Document section:
*-*-*
Author Jane Jensen on her near-future thriller, Dante's Equation. With clever science, baffling Torah code, devious secret agents and just a little bit of romance, what more could you want from a book?


Last month saw the publication of Jane Jensen's terrific near-future thriller Dante's Equation . It's a novel that's bristling with clever science, baffling Torah code, devious secret agents and just a little bit of romance. We tracked down book publisher Orbit's newest star to find out more ...

Congratulations on the publication of Dante's Equation. What was the idea that sparked this incredible thriller, and how did you begin to weave together all these gripping plot-strands?

Jane Jensen InterviewedI took a class in Eastern Religions several years ago. While reading a book of Buddhist scripture I came across a poem that described how miserable everything was - women decay and grow old, your best friends are really only out for themselves, food turns into putrescence in your stomach, etc.

The idea was to convince you not to have desire for anything. What struck me was that yes, all these things were true, but there are equally good things about all of these items that the poem's author was ignoring.

The more I thought about it, the idea grew of the perfect symmetry of it, that everything is exactly fifty-percent good and fifty-percent bad, just as everything in our universe is split between opposites - male/female, dark/light. It's only our subjective opinions that make us believe things are relatively better or worse.

This was an exciting core idea to me and grew into the story for Dante's Equation. As for weaving together the different plots - a lot of plotting and lay-out work is involved.

As your work may be new to some readers, can you describe the novel in a nutshell?

Dante's EquationIn Dante's Equation an obscure physicist stumbles across an amazing discovery - a physical law of good and evil. She is working on an equation that predicts the behavior of matter particles by translating them into energy waves.

In perfecting it, she discovers a universal wave - a kind of modulator - that's exactly crest-trough, fifty-fifty. She begins experimenting to figure out what this wave does, how it affects matter. In the meantime, there are three other characters in the story.
*-*-*
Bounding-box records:
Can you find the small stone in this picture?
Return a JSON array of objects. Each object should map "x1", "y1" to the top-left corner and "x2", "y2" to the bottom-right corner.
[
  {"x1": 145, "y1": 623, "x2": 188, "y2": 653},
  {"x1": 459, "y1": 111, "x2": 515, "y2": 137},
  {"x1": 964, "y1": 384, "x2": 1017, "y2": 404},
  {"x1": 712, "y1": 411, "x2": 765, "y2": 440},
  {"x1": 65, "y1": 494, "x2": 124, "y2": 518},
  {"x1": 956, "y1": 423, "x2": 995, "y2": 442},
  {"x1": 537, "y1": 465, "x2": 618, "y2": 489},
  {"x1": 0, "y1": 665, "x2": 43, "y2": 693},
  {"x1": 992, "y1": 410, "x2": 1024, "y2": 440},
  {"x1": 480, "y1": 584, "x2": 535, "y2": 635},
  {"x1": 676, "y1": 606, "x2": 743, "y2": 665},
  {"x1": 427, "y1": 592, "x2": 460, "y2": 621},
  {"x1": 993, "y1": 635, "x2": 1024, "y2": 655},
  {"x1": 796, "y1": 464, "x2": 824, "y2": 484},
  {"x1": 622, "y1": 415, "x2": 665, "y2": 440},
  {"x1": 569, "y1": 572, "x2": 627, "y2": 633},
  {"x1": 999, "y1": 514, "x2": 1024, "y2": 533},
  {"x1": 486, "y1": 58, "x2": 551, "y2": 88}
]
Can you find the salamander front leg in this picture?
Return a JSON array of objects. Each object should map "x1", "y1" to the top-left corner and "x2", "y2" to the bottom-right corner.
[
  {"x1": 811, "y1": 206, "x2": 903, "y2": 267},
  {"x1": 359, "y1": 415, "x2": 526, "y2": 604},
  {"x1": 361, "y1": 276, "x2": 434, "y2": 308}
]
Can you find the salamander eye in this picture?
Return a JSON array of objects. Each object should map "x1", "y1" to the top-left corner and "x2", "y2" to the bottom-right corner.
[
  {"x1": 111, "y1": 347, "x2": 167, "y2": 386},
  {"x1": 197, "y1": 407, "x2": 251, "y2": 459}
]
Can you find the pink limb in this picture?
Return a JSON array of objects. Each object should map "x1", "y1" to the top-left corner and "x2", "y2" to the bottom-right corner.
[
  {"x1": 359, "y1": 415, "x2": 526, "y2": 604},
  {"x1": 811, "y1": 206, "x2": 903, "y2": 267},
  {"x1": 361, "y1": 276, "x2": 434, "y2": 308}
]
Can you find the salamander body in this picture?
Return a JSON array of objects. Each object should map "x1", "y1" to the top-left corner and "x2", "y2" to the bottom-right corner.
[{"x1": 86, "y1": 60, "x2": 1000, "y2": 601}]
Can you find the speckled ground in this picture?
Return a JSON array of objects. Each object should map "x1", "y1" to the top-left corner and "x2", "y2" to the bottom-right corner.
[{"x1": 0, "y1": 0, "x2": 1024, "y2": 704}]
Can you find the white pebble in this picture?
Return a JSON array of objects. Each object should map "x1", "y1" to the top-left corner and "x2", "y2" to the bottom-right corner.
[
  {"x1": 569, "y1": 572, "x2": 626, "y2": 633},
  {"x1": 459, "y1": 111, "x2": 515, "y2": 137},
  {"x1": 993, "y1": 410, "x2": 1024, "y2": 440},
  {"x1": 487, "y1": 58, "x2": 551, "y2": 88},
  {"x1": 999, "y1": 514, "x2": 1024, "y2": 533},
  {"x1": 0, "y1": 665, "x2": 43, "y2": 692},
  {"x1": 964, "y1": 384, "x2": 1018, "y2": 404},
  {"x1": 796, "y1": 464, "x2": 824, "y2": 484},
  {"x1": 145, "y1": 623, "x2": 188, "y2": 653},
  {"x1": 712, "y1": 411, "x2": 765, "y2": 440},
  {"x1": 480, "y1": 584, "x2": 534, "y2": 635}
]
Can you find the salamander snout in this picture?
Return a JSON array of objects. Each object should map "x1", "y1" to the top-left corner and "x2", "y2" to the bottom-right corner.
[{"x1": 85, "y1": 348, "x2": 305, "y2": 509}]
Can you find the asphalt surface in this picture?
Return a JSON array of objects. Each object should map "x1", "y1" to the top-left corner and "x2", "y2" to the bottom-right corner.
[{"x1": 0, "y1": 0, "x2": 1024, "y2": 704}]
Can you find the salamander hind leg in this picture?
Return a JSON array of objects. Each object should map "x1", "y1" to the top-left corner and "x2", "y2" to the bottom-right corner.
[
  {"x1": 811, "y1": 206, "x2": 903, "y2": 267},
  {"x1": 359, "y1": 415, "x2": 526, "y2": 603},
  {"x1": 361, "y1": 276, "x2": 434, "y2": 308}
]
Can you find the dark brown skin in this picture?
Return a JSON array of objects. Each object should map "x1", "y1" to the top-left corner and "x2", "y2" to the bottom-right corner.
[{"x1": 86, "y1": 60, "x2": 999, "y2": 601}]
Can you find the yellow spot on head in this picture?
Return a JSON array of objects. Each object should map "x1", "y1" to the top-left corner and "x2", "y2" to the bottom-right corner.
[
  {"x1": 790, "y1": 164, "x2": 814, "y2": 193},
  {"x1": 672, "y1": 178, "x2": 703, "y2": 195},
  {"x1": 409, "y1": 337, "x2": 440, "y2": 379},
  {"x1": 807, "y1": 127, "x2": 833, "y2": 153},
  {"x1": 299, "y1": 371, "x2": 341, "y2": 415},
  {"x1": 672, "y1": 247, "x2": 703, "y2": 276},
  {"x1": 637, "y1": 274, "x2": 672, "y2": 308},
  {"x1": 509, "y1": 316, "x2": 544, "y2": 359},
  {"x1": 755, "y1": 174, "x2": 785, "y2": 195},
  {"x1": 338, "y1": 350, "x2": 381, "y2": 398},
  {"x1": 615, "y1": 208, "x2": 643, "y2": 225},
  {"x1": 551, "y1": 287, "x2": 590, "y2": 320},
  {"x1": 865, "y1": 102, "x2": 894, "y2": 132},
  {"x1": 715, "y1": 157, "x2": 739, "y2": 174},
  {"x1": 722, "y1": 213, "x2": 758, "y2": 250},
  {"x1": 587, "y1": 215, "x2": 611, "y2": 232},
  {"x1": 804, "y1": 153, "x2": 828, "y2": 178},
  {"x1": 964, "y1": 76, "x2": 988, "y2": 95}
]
*-*-*
Required task 1: According to the interview, what kind of class did Jensen take several years ago?
Required task 2: Copy the interview from "This was an" to "into energy waves.", putting "chemist" in place of "physicist".

Exercise response 1: A class in Eastern Religions.

Exercise response 2:
This was an exciting core idea to me and grew into the story for Dante's Equation. As for weaving together the different plots - a lot of plotting and lay-out work is involved.

As your work may be new to some readers, can you describe the novel in a nutshell?

Dante's EquationIn Dante's Equation an obscure chemist stumbles across an amazing discovery - a physical law of good and evil. She is working on an equation that predicts the behavior of matter particles by translating them into energy waves.